ENTRIES SHOWN START
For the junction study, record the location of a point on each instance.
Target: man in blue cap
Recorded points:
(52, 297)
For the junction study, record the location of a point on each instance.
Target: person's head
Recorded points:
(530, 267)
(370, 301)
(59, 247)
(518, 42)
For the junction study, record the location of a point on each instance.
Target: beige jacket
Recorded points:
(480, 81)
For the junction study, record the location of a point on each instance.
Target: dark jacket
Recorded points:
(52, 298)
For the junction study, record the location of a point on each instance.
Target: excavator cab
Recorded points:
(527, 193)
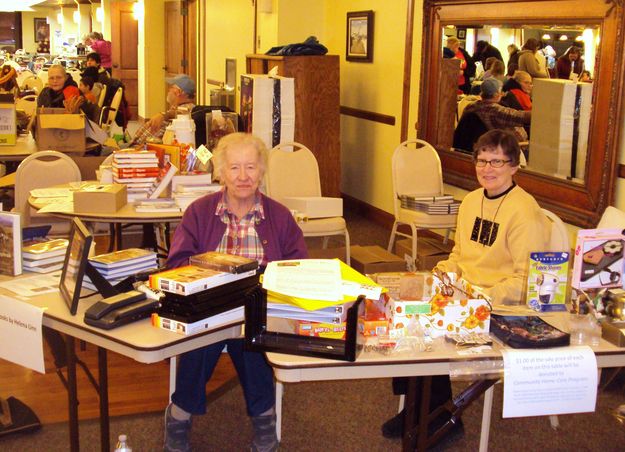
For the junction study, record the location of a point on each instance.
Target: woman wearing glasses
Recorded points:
(498, 226)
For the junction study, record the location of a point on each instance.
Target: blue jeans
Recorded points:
(196, 367)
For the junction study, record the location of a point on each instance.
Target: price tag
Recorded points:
(203, 154)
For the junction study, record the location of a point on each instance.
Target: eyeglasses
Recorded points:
(495, 163)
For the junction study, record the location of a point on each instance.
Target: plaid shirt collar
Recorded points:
(256, 212)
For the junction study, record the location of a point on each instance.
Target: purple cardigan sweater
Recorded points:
(201, 230)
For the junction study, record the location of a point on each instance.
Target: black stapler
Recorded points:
(120, 309)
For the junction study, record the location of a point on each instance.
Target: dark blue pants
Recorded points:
(196, 367)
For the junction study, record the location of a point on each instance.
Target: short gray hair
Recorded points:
(235, 140)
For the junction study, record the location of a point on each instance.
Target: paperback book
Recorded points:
(43, 249)
(10, 244)
(122, 258)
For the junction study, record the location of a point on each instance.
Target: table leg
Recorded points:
(172, 375)
(279, 394)
(105, 441)
(486, 413)
(72, 394)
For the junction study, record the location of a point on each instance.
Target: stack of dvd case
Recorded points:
(193, 312)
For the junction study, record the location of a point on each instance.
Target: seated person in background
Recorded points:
(8, 81)
(498, 226)
(180, 94)
(496, 70)
(62, 92)
(570, 63)
(237, 220)
(93, 61)
(518, 90)
(496, 116)
(85, 86)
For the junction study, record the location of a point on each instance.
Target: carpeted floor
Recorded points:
(347, 415)
(344, 416)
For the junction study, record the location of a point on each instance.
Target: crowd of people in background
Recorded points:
(505, 90)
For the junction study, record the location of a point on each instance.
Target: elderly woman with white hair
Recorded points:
(239, 220)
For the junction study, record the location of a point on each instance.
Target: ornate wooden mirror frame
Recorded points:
(579, 204)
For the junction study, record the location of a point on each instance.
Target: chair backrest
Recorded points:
(612, 218)
(33, 82)
(559, 238)
(416, 170)
(28, 104)
(41, 170)
(102, 96)
(292, 170)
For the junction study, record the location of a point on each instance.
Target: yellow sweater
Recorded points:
(514, 226)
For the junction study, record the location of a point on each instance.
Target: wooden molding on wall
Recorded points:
(368, 115)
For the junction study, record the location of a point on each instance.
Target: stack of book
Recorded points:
(433, 205)
(186, 188)
(138, 170)
(44, 255)
(117, 266)
(197, 298)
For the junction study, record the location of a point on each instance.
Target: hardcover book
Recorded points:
(38, 249)
(10, 244)
(122, 258)
(191, 279)
(224, 262)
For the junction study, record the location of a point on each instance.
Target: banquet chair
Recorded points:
(296, 173)
(33, 82)
(28, 104)
(102, 96)
(417, 172)
(41, 170)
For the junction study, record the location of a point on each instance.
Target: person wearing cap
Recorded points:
(496, 116)
(181, 94)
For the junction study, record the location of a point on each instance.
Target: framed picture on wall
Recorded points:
(42, 29)
(359, 46)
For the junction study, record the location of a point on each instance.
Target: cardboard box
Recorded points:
(60, 131)
(315, 207)
(373, 259)
(100, 198)
(430, 251)
(8, 121)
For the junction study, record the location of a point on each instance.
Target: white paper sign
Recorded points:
(552, 381)
(21, 341)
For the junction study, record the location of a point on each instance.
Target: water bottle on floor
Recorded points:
(122, 444)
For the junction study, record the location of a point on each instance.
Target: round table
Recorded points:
(125, 215)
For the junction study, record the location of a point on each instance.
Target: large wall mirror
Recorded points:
(575, 180)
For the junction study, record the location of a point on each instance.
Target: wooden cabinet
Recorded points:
(317, 117)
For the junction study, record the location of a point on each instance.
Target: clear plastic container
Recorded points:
(584, 330)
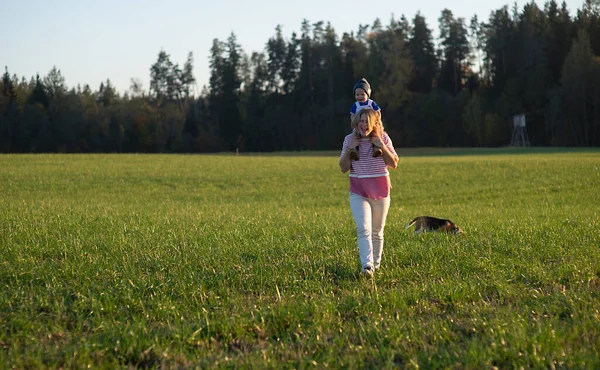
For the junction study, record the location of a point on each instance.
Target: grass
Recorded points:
(178, 261)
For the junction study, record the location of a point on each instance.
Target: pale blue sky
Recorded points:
(90, 41)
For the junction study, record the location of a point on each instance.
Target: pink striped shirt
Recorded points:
(369, 177)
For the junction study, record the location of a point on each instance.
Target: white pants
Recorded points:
(369, 216)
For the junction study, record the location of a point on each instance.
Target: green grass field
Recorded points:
(180, 261)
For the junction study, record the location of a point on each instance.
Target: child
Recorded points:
(362, 93)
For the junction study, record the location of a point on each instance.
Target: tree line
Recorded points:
(461, 88)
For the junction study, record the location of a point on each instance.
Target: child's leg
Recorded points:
(354, 152)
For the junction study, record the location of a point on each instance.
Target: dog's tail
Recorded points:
(410, 223)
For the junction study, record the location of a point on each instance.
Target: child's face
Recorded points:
(360, 95)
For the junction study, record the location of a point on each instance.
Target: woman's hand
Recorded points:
(376, 140)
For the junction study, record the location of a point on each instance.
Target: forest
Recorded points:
(458, 88)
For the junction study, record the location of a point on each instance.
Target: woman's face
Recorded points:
(363, 126)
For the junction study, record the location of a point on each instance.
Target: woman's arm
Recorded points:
(345, 161)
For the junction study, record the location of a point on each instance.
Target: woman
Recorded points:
(369, 184)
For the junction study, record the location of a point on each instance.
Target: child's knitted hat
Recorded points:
(363, 84)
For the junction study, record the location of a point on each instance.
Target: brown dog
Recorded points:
(428, 223)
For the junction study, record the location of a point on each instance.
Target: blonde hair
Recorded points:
(373, 121)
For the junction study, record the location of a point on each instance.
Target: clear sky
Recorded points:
(90, 41)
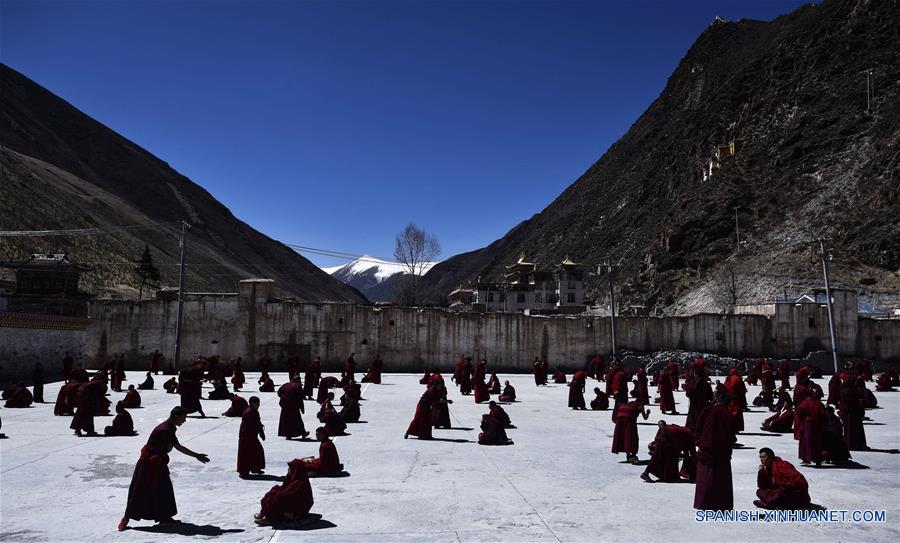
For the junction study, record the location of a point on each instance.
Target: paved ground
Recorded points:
(558, 482)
ENTRIES SHOWN END
**DIRECTIONS**.
Every line above should be returned word for word, with the pictures left behind.

**ANSWER FOR THIS EXERCISE**.
For the junction study, record the location of a point on each instance.
Target: man in blue cap
Recorded points:
(52, 297)
For the junction study, record the location of a point on each instance.
Target: person's head
Recorded points:
(530, 267)
(370, 301)
(59, 247)
(518, 42)
For the junction study, record the location of a point on each instance.
Target: beige jacket
Recorded points:
(480, 81)
For the junction study, record the location of a point on each instance.
Target: dark jacket
Recorded points:
(52, 298)
For the junction study, record the location of a point on each instance.
Target: excavator cab
Recorded points:
(527, 193)
For the junction study, record the location of a point on each instance.
Target: woman wearing glasses
Recorded points:
(498, 226)
For the junction study, record the location of a point on each instance.
Target: blue jeans
Recorded points:
(196, 367)
For the junction study, record the location of a point on each instance.
Target: price tag
Recorded points:
(203, 154)
For the junction study, record the location of a point on each instance.
Target: eyeglasses
Recorded points:
(495, 163)
For the junction study, record the location of a point on each instance.
Target: plaid shirt collar
Recorded points:
(256, 212)
For the junction study, record the location of a point on each instance.
Target: purple cardigan sweater
Recorded points:
(201, 230)
For the junction study, record the location of a point on each instance.
Target: black stapler
Recorded points:
(120, 309)
For the junction study, record the location of a point on each instance.
Target: dark blue pants
Recorded points:
(196, 367)
For the junction study, record the location of a point on each instance.
Target: short gray hair
Recorded points:
(235, 140)
For the junction study, record the location of a point on each instance.
Target: paperback book
Recorded points:
(43, 249)
(10, 244)
(122, 258)
For the junction study, record the location of a point on each instance.
Target: table leg
Recorded points:
(172, 375)
(279, 394)
(105, 441)
(486, 413)
(72, 394)
For the junction study, record the location of a point on each instance.
Target: stack of dvd case
Recorded points:
(193, 312)
For the junction study, record the location of a point on each instance.
Target: seated person in background
Recorded points:
(8, 81)
(498, 226)
(180, 94)
(496, 70)
(62, 92)
(570, 63)
(237, 220)
(93, 61)
(518, 90)
(496, 116)
(85, 86)
For the junction study, record the location of a point on each instance.
Target: carpeted floor
Recorded points:
(347, 415)
(344, 416)
For the junction study, record the location of a point on each instance.
Target: crowd of people in background
Recorded points:
(505, 90)
For the junction study, record the location of a point on each instance.
Target: elderly woman with white hair
Recorded points:
(239, 220)
For the junction study, record the location of a point on each instance.
Target: ornate wooden mirror frame
Recorded points:
(579, 204)
For the junction study, record the location of a point on each instance.
Target: chair backrest
Recorded points:
(612, 218)
(33, 82)
(559, 238)
(416, 170)
(28, 104)
(41, 170)
(102, 96)
(292, 170)
For the junction study, record the location of a point on each instance.
Target: yellow sweater
Recorded points:
(514, 226)
For the junction study, record the location of a point on each instance.
Target: wooden molding on wall
Recorded points:
(368, 115)
For the junction study, record the location of a point on each instance.
Target: stack of book
Recorded points:
(433, 205)
(186, 188)
(138, 170)
(44, 255)
(117, 266)
(197, 298)
For the junction study, record the location of a point on each instance.
Target: hardcover book
Recorded points:
(38, 249)
(10, 244)
(122, 258)
(191, 279)
(224, 262)
For the junction study, record the location of a point on each instance.
Target: banquet chair
Recorded points:
(296, 173)
(33, 82)
(28, 104)
(102, 96)
(417, 172)
(41, 170)
For the junction study, record the location of a point on each instance.
Target: person wearing cap
Recorded points:
(496, 116)
(181, 94)
For the junction study, record the location of a point on each instance.
Target: framed picture on wall
Recorded points:
(42, 29)
(359, 46)
For the junction study, record the location of a point on each instance.
Target: cardboard box
Recorded points:
(60, 131)
(315, 207)
(373, 259)
(100, 198)
(430, 251)
(8, 121)
For the junction study, record the location of a point on each instance.
Target: white paper sign
Recorded points:
(552, 381)
(21, 341)
For the junction study, record the location of a point on each instance.
Target: water bottle on floor
Recorded points:
(122, 444)
For the junction study, record the location of a point on each instance.
Target: round table
Recorded points:
(125, 215)
For the junction study, record the location of a point on each instance.
Target: large wall mirror
Recorded points:
(575, 180)
For the junction study, record the location of a point on each instance.
Target: wooden cabinet
Recorded points:
(317, 117)
For the junction study, record the location of a point on each instance.
Target: clear plastic container
Recorded points:
(584, 330)
For the junction study, record the location of a point on each instance.
Target: grass
Recorded points:
(178, 261)
For the junction study, record the location of a point on each instance.
Target: pale blue sky
Recorded points:
(90, 41)
For the junction study, record the location of a point on each instance.
Target: pink striped shirt
Recorded points:
(369, 177)
For the junction study, record the location of a point on each instance.
Target: white pants
Recorded points:
(369, 216)
For the junction study, record the location of a point on each instance.
Target: green grass field
Recorded points:
(180, 261)
For the junction study, record the location of a point on each instance.
Target: child
Recorded points:
(362, 93)
For the junction study, record the location of a point on each instance.
Target: tree line
Recorded points:
(461, 88)
For the junction study, record the location of a point on each instance.
Target: child's leg
Recorded points:
(354, 152)
For the junction study, record the location of a point on each instance.
Target: dog's tail
Recorded points:
(410, 223)
For the junction study, record the location of a point on each instance.
Target: child's face
Recorded points:
(360, 95)
For the junction study, record the location of a point on each instance.
Target: woman's hand
Recorded points:
(376, 140)
For the junction study, record the location of a point on each instance.
Target: forest
Recorded points:
(458, 88)
For the junction study, record the location of a point on each instance.
Target: woman's face
Recorded points:
(363, 126)
For the junction study, record the location of a point on each instance.
Target: woman's arm
Recorded points:
(345, 161)
For the junction study, record the location of a point on each instance.
Target: woman
Recorded points:
(369, 184)
For the junction study, record the location of a point on each instance.
Target: child's knitted hat
Recorded points:
(363, 84)
For the junction study, record the location of a point on each instance.
Target: brown dog
Recorded points:
(428, 223)
For the junction study, record the location of a point on each instance.
Target: blonde hair
Recorded points:
(373, 121)
For the junction study, record the location of a point on each instance.
Target: clear sky
Recorded points:
(90, 41)
For the junction study, record the location of a point on each instance.
Target: paved ground
Recorded points:
(558, 482)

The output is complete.